Extract
>>>
A Montgomery County judge yesterday sentenced Benjamin Sifrit to 38 years in prison for killing and dismembering a Virginia tourist in Ocean City last year, calling him a “butcher” who killed for no apparent reason.
A visibly angry Circuit Judge Paul Weinstein also said he didn’t believe Sifrit’s story that his wife was the sole killer.
“This was nothing more than a thrill killing that you and your wife committed,” Judge Weinstein said while imposing the sentence, which included the maximum penalty of 30 years on the murder charge.
Sifrit, 25, was convicted in April of second-degree murder in the death of Martha Crutchley of Fairfax City. Miss Crutchley, 52, and her companion, Joshua Ford, 31, were killed and cut into pieces after a night of partying with Sifrit and his wife, Erika.
Judge Weinstein took the unusual step of criticizing the jury for failing to convict Sifrit of wrongdoing in Mr. Ford’s killing, saying it was one of the few times in his 20 years on the bench that he disagreed with a jury verdict.
Judge Weinstein said he would appear at any parole hearing for Sifrit to object to early release. Sifrit will not be eligible for parole until he has served at least half his sentence.
<<<
Material for this exercise
>>>
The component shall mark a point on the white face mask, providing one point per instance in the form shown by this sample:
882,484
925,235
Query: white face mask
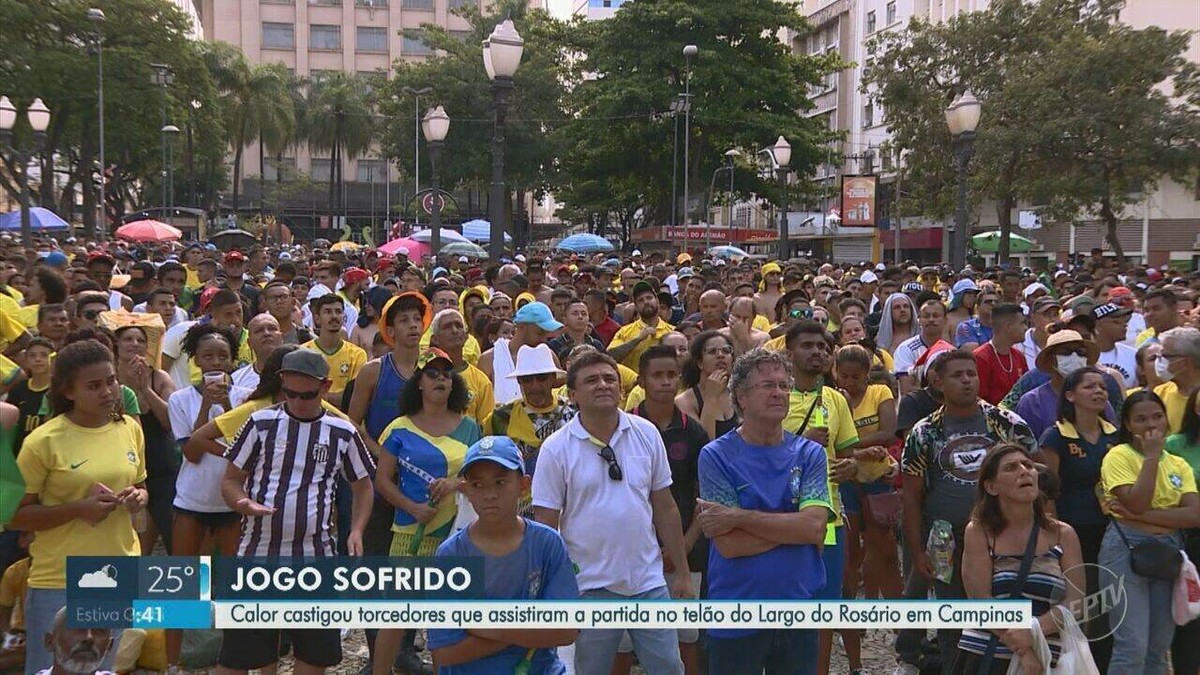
1069,363
1163,369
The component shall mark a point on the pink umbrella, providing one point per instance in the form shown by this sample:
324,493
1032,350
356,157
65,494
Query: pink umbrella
415,249
148,231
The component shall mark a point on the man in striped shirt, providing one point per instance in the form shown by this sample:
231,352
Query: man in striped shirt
282,477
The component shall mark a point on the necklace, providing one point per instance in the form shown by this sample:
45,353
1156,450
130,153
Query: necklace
1011,364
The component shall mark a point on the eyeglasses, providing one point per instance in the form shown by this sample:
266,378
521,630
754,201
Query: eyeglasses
303,395
615,471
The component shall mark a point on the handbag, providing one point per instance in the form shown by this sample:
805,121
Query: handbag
1153,560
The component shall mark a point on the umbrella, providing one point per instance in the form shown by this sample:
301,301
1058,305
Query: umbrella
481,231
231,239
727,252
585,244
463,249
39,217
415,249
148,231
447,236
989,243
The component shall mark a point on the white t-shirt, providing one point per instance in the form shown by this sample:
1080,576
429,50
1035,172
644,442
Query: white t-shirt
173,346
1123,359
198,485
574,479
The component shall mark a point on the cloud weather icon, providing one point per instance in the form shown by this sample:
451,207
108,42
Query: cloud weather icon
103,578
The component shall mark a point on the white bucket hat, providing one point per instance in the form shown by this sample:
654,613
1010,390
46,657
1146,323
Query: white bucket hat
535,360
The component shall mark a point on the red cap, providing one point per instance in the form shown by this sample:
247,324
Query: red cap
354,275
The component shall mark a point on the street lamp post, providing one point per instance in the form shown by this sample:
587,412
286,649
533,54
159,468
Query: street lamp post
502,55
163,77
436,125
689,51
96,16
963,118
783,153
39,117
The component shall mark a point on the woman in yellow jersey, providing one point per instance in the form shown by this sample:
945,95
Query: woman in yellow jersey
84,473
1152,499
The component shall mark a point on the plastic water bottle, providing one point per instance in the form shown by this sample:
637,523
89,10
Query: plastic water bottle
940,548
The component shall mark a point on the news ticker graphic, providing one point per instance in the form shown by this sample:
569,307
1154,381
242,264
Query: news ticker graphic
343,592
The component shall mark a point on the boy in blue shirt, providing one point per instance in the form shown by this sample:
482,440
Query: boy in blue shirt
523,561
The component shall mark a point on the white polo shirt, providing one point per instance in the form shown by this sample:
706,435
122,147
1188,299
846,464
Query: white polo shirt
607,525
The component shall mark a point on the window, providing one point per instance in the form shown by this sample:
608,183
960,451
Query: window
279,36
281,168
414,45
372,39
319,169
324,37
371,171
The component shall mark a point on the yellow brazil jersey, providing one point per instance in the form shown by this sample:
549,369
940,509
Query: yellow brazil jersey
630,332
345,363
1122,464
471,351
831,411
483,396
1175,402
64,463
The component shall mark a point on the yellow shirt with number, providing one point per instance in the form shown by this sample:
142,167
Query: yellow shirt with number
1122,464
345,363
630,332
64,463
837,418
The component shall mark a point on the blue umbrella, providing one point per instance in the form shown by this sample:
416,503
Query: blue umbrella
42,220
481,231
585,244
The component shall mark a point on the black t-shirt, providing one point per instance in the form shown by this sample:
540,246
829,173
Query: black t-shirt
28,401
684,437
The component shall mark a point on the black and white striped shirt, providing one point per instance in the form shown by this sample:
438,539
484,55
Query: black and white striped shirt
293,467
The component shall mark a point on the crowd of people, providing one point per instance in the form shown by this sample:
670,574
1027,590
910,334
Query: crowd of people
617,425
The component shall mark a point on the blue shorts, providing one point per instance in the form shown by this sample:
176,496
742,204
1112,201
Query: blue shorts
834,559
852,493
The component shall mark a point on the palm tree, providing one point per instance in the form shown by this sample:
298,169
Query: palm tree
339,119
257,103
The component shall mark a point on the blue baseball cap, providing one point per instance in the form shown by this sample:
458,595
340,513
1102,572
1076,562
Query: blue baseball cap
501,449
539,315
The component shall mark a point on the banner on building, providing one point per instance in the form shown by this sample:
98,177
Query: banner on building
858,201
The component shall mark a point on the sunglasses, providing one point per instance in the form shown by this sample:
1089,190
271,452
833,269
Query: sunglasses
615,471
303,395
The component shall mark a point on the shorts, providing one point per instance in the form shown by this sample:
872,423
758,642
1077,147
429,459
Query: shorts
246,649
214,520
852,494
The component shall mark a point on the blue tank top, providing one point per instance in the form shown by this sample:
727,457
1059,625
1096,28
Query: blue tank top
385,402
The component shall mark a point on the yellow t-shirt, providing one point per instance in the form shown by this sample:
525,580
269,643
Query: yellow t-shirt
629,332
834,414
343,364
1176,404
483,395
1175,477
63,463
12,592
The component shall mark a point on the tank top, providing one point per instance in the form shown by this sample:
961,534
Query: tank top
723,425
1044,587
385,402
504,388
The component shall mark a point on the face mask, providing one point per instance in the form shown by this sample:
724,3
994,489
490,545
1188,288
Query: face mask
1163,369
1069,363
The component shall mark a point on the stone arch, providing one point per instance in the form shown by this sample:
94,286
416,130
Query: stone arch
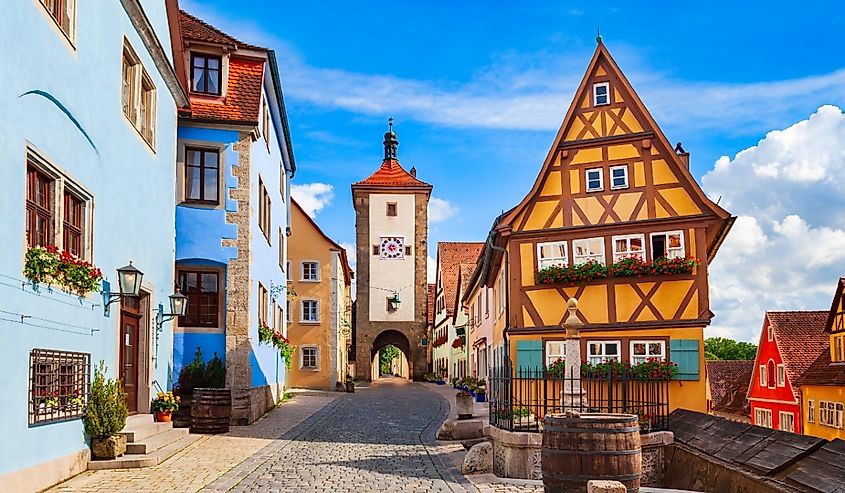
392,337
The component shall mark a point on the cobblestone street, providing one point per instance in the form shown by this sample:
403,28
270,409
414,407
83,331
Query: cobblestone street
379,439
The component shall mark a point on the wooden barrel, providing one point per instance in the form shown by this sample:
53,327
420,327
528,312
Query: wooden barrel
211,410
590,446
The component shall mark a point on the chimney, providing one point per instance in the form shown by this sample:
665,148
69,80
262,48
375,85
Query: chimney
684,155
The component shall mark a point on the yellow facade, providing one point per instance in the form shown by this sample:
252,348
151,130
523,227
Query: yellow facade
330,333
614,182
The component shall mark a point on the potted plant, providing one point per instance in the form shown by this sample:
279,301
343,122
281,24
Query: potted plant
464,403
105,416
164,404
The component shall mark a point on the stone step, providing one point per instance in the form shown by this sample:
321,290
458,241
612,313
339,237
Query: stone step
157,441
141,426
147,460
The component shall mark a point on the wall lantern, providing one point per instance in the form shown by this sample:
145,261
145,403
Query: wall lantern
129,283
394,301
178,308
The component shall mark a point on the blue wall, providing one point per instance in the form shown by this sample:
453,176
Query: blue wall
65,101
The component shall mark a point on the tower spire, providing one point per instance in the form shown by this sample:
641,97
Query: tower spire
390,141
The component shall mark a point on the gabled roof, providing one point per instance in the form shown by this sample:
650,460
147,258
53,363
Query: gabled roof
242,103
450,256
800,338
431,293
729,381
344,259
392,174
196,29
834,307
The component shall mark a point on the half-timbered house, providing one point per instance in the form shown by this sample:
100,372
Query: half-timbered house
615,219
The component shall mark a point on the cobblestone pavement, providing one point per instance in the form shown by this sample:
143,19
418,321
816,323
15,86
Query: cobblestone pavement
380,439
206,460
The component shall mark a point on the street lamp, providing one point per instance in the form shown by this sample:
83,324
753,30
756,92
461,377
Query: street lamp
129,284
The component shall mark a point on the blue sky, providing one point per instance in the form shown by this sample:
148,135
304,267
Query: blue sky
478,90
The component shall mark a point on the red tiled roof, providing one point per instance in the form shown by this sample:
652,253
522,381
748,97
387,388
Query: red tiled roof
431,290
800,337
391,174
450,256
243,96
196,29
729,381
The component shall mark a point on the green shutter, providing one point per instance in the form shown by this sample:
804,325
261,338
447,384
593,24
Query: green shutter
684,352
529,357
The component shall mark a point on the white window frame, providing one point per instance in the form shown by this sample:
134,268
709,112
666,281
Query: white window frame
623,167
641,359
602,358
587,180
302,352
617,255
784,416
316,266
760,413
303,312
606,85
547,262
555,350
584,258
671,252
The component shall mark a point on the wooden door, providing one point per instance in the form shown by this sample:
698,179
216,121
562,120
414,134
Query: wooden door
129,346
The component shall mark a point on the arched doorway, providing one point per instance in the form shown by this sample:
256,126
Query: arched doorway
404,366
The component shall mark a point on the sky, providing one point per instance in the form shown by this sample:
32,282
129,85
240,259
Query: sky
755,91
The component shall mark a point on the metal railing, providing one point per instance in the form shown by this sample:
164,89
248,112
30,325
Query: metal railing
519,398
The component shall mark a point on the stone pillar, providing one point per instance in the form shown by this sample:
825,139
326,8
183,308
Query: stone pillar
572,395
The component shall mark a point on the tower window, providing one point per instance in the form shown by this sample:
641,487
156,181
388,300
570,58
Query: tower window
601,94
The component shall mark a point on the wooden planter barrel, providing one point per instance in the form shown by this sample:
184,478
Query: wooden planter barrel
590,446
211,410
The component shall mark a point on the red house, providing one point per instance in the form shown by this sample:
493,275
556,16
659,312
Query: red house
789,343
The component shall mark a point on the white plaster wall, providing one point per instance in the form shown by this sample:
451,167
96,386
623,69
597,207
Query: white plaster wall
388,275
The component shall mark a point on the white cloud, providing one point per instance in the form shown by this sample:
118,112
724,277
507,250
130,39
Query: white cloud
312,196
531,91
787,247
440,210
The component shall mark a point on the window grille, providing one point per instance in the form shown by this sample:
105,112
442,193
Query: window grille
58,385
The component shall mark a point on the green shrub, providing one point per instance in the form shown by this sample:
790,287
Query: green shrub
106,411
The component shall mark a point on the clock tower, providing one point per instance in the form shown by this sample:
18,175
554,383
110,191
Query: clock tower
391,226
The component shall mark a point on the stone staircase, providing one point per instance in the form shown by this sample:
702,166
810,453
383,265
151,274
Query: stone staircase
147,444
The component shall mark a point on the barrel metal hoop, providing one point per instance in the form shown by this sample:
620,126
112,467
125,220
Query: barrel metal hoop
572,477
591,430
590,452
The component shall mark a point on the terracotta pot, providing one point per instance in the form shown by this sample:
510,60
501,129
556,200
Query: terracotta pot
109,447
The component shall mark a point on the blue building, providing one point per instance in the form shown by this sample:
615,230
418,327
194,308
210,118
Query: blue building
234,165
89,100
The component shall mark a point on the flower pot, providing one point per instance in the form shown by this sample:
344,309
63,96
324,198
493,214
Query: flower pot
464,404
108,448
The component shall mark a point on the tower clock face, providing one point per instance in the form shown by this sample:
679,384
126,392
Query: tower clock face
392,247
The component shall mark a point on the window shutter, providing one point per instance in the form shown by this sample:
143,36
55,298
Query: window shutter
684,352
529,357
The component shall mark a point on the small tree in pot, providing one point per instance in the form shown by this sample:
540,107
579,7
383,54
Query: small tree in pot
105,416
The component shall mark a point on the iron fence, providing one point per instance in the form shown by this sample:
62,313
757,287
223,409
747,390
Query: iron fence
519,398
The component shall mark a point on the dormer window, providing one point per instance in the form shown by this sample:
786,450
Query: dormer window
601,94
205,74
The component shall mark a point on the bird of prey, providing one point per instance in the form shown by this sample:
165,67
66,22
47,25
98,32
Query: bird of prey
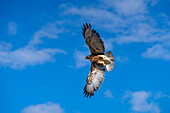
99,60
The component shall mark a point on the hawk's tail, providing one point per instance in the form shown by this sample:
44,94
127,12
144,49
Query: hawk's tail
109,66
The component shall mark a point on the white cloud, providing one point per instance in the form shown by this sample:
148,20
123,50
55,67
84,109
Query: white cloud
157,52
160,95
30,55
130,20
50,30
44,108
108,94
80,60
27,56
12,28
140,102
127,7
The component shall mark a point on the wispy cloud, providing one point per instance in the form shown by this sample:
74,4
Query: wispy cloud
12,28
157,52
30,55
44,108
160,95
108,94
140,102
50,30
129,21
26,56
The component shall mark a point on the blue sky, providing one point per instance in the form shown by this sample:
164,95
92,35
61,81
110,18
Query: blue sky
42,50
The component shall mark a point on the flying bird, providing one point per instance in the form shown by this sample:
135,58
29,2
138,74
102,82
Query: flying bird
99,60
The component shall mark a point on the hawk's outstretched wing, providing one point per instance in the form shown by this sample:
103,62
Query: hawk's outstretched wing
94,79
93,40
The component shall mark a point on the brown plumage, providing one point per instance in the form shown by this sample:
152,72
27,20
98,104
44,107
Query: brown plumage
98,59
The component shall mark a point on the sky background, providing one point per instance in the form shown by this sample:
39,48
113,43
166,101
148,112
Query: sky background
42,51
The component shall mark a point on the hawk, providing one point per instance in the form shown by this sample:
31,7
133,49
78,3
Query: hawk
99,60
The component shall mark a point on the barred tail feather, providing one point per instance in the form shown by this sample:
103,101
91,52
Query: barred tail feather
109,67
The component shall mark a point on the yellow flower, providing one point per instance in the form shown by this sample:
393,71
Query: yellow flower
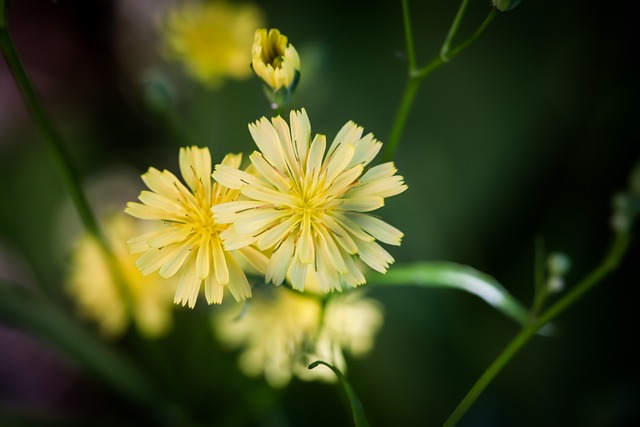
<<<
To be done
[1] According to the article on the Sifrit sentencing, how old was Martha Crutchley?
[2] Pull out every line of the entries that contains the word "hawk".

List of solutions
[1] She was 52.

[2]
The component shall mark a point on the hawk's tail, providing one point per instance in the form shown by this sample:
Query: hawk's tail
The component shall mark a point on the hawk's outstretched wing, providing one point per instance in the form shown by this sample:
Query: hawk's outstretched wing
The component shall mark a point on the hawk, providing one point per instance in the form shown by this sample:
Query: hawk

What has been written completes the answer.